### Exercise aim
Print every entry, word for word, and skip the images.

↓↓↓

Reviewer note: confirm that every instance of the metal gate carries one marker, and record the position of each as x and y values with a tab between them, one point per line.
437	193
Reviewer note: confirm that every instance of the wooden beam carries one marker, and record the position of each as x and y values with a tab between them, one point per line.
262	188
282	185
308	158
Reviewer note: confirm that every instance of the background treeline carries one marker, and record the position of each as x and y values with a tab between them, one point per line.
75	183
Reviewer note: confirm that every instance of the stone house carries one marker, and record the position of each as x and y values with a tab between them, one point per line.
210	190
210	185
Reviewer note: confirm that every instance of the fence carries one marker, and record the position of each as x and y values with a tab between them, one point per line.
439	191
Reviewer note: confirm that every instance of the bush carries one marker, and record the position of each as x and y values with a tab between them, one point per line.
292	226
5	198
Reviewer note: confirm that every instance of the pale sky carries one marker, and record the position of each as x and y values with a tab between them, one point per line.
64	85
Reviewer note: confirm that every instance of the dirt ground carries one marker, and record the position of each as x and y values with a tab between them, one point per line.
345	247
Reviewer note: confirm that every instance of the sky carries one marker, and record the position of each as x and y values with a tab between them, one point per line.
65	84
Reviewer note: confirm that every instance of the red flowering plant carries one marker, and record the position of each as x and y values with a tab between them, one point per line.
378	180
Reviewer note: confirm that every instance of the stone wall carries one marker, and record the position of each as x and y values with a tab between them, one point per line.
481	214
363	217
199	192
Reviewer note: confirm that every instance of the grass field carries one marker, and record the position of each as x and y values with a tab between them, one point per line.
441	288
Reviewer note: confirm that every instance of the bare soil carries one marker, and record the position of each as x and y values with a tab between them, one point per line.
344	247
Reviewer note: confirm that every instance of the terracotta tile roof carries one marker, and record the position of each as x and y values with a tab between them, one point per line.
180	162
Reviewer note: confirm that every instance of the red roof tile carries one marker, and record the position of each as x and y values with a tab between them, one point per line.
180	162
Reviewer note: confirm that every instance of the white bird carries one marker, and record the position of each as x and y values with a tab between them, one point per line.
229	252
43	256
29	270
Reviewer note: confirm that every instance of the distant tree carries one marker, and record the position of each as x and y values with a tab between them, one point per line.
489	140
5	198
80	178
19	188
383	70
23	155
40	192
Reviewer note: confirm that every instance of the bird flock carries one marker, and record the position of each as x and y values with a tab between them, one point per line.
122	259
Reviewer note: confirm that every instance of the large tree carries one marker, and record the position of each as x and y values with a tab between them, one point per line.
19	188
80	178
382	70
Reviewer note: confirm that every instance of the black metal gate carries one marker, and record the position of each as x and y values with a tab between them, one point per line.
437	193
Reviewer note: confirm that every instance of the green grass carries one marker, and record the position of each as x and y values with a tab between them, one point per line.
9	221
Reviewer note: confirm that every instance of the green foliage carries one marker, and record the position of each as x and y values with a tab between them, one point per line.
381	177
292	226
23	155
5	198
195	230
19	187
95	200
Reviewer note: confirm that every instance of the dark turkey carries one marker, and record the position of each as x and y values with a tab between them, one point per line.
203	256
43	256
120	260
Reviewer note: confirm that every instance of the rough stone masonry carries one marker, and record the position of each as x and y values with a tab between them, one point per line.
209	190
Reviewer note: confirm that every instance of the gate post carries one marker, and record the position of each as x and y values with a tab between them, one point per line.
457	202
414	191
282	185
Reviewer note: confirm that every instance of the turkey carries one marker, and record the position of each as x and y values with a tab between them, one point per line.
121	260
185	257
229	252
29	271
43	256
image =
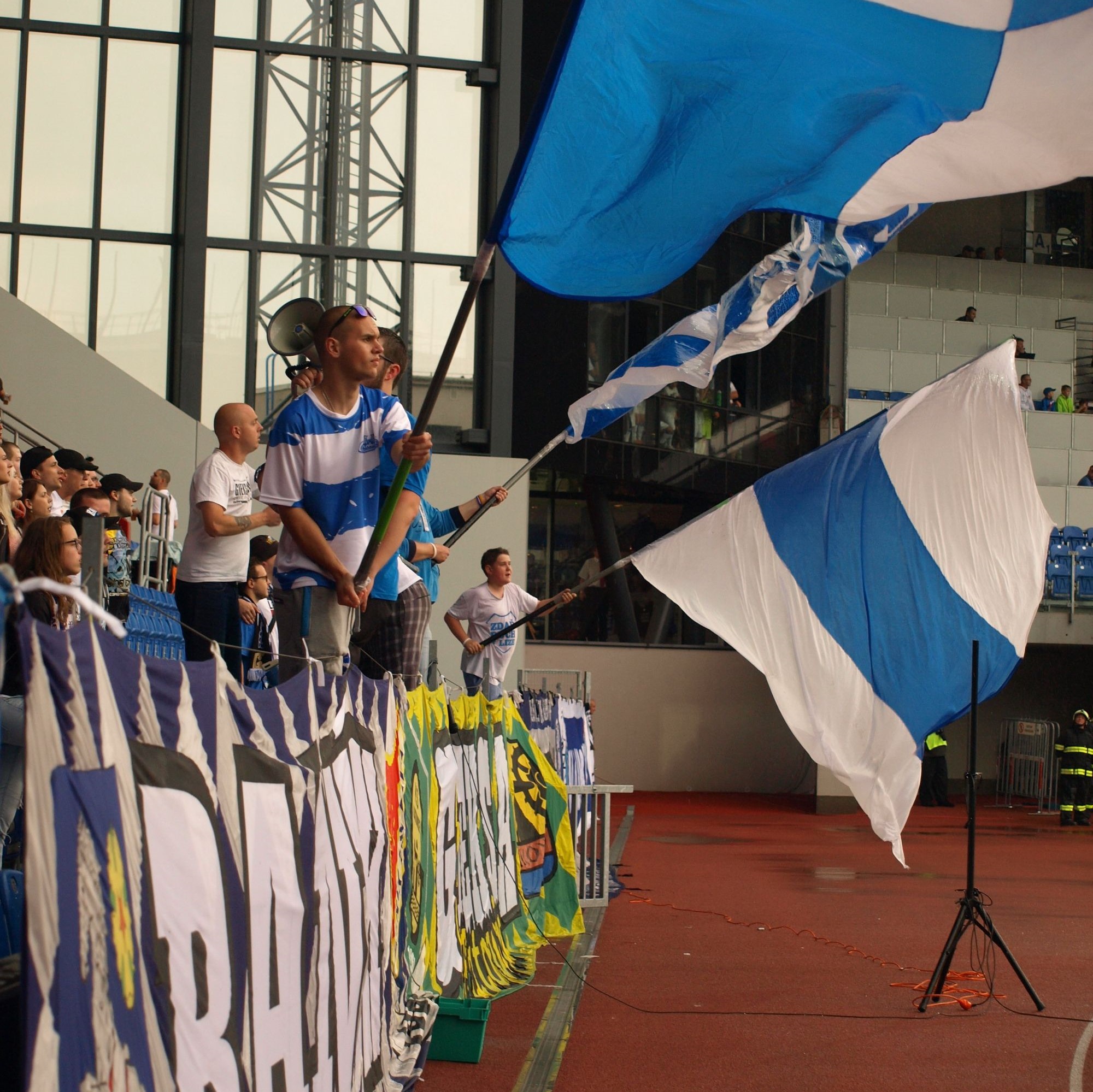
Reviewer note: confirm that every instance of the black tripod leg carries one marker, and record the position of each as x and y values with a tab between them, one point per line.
963	921
983	922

↑↑↑

### In response
Reviewer note: confirm that every instance of the metal gate carries one marker, and record the position of each as x and y values with a tab between them, one point per line.
437	193
Reviewer note: confirm that every instance of the wooden beam carries one marker, and record the position of each as x and y values with a tab between them, one point per line.
262	188
282	185
308	158
Reviewer note: confirm that every instance of the background treeline carries one marker, and record the position of each as x and y values with a tab between them, one point per line.
75	183
Reviewer note: confirm that every instance of the stone house carries one marker, and record the position of each as x and y values with a tab between them, one point per line.
210	190
210	185
Reviewer note: confirm that every instance of the fence carries one marker, and record the position of each as x and y values with a tab between them, one point per line.
439	191
Reviewer note: confirm that every instance of the bush carries one marker, and record the position of each as x and y values with a tab between them, one point per line.
292	226
5	198
Reviewer note: confirm that every instance of the pale sky carries one marker, and record the position of each as x and y values with a tab between them, one point per line.
64	85
Reviewer note: confirm that every instance of the dirt ground carries one marker, and record the position of each as x and y values with a tab between them, one point per line.
345	247
Reviewer note: confirm that every instance of the sky carries one marker, and record the position of each as x and y values with a tab between them, one point per line.
65	84
Reviewer note: confirm that every instance of the red flowering plant carries one marker, and record the position of each as x and y values with a tab between them, one point per line.
378	180
Reviewer note: confirm that every instance of the stone wall carries one marker, and record the position of each as x and y values with a tab between them, one point per line.
481	214
363	217
199	192
Reviewer note: confirm that every instance of the grass field carries one marker, and record the position of each as x and y values with a tab between them, one point per line.
441	288
Reviewer note: confirm that every instance of the bare soil carries one marker, and record the position of each as x and y values with a tab between them, one point per line.
344	247
Reviewer note: confirm that every instance of the terracotta tile roof carries one marker, and record the position of each as x and y values with a tab between them, one point per line.
180	162
Reviewer note: confirm that every instance of the red roof tile carries one marker, and record the position of each as x and y values with a tab between them, one point per line.
180	162
Reviewer note: confirm that every instance of the white bird carries one marker, and record the position of each as x and y values with a tab between them, one point per line.
229	252
43	256
29	270
Reviewer note: confirm that every instance of the distant tree carries one marker, and record the position of each as x and y values with a tab between them, one point per line.
489	140
5	198
80	178
19	188
383	70
23	155
40	192
Reviewer note: confirm that every instance of the bird flock carries one marker, and record the position of each as x and y values with a tab between them, one point per line.
122	259
Reviewer note: confirm that every instance of the large tree carries one marker, and record the position of each as x and y values with a tab between them, one point per line.
19	188
80	178
382	70
Reviewer note: confirm that every instance of the black metal gate carries one marker, and record the position of each as x and y values with a tab between them, one point per line.
437	193
Reviewer note: confirm that every instance of the green grass carries one marker, and record the position of each as x and y values with a tab between them, one point per line.
9	221
Reviewer note: confirm that every instance of the green foliage carries one marker, and record the position of each as x and y values with a tab between them, one point per line.
381	177
292	226
23	155
5	198
195	230
19	187
95	200
Reviewer note: confirm that every instance of the dark turkey carries one marker, and record the position of each as x and y values with a tab between them, one point per line.
203	256
43	256
120	260
Reviewer note: confirm that every instance of the rough stone masonry carries one marker, and record the position of each as x and y values with a tab between them, one point per line.
209	190
Reviewer note: confirm that every instance of the gate post carries one marker, and record the position of each as x and y values with a tab between them, one point per line.
457	202
414	191
282	185
Reviewer note: confirm that every instance of the turkey carries one marker, and record the position of each as x and y values with a tab between them, one point per line.
121	260
185	257
229	252
29	271
43	256
image =
Reviewer note: confirm that every instance of the black tripod leg carries one marker, and record the position of each as x and y values with a tab between them, one point per line.
963	921
983	922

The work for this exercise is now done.